Instructions for the task: When a line in the records includes the string "party", it goes into the tally; report that tally alone.

Natural-language object grounding data
┄┄┄┄┄┄┄┄┄┄
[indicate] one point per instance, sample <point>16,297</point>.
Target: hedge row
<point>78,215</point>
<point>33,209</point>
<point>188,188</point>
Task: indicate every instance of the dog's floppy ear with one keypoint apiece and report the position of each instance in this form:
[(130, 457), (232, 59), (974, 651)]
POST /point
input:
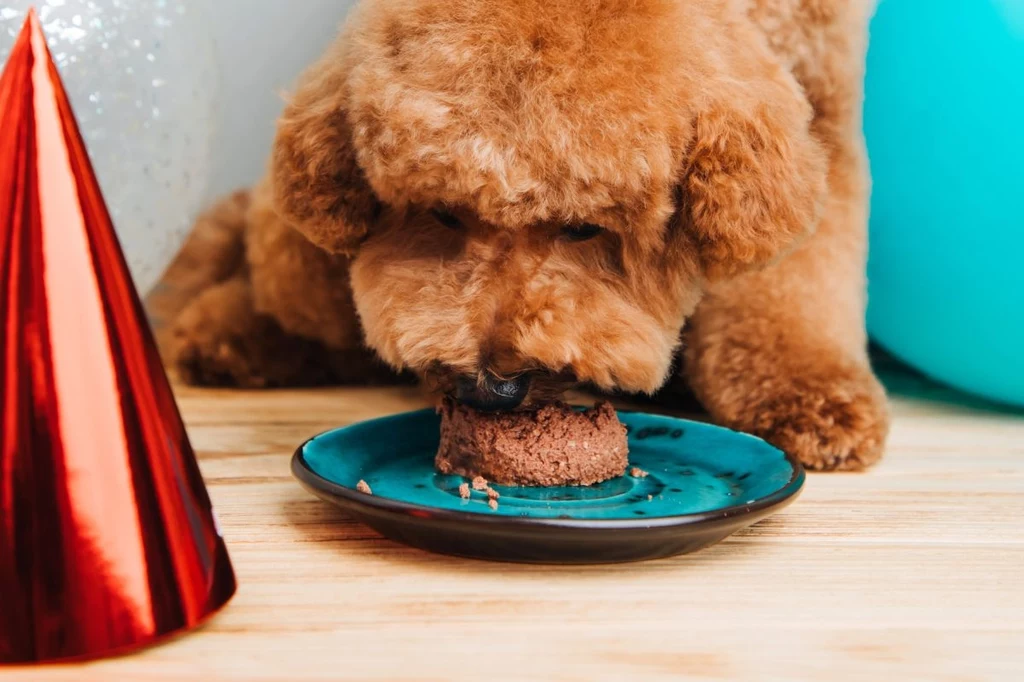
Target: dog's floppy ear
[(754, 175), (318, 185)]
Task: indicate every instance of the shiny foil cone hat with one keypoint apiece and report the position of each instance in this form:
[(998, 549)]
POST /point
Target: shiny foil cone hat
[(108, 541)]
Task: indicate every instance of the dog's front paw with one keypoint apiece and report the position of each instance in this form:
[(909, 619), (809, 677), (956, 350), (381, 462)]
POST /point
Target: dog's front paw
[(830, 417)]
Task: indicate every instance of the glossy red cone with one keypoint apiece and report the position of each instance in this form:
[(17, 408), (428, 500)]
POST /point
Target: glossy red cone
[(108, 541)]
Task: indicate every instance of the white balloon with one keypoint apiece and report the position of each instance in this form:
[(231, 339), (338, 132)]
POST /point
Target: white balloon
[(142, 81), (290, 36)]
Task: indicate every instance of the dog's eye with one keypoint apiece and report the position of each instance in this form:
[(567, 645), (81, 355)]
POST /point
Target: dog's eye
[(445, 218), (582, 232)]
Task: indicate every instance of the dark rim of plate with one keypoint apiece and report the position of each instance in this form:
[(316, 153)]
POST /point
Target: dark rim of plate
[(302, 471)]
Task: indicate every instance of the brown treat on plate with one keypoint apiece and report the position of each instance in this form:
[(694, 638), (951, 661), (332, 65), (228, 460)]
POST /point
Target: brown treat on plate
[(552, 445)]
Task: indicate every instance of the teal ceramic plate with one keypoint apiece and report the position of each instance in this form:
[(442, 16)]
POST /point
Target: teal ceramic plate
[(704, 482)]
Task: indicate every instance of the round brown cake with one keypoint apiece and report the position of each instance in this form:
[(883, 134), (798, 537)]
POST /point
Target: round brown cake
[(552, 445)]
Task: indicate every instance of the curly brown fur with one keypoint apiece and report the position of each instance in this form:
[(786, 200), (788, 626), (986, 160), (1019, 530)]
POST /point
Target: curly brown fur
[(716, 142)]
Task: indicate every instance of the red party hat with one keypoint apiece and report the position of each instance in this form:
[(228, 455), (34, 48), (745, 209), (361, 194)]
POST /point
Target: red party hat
┄┄┄┄┄┄┄┄┄┄
Exercise result: 2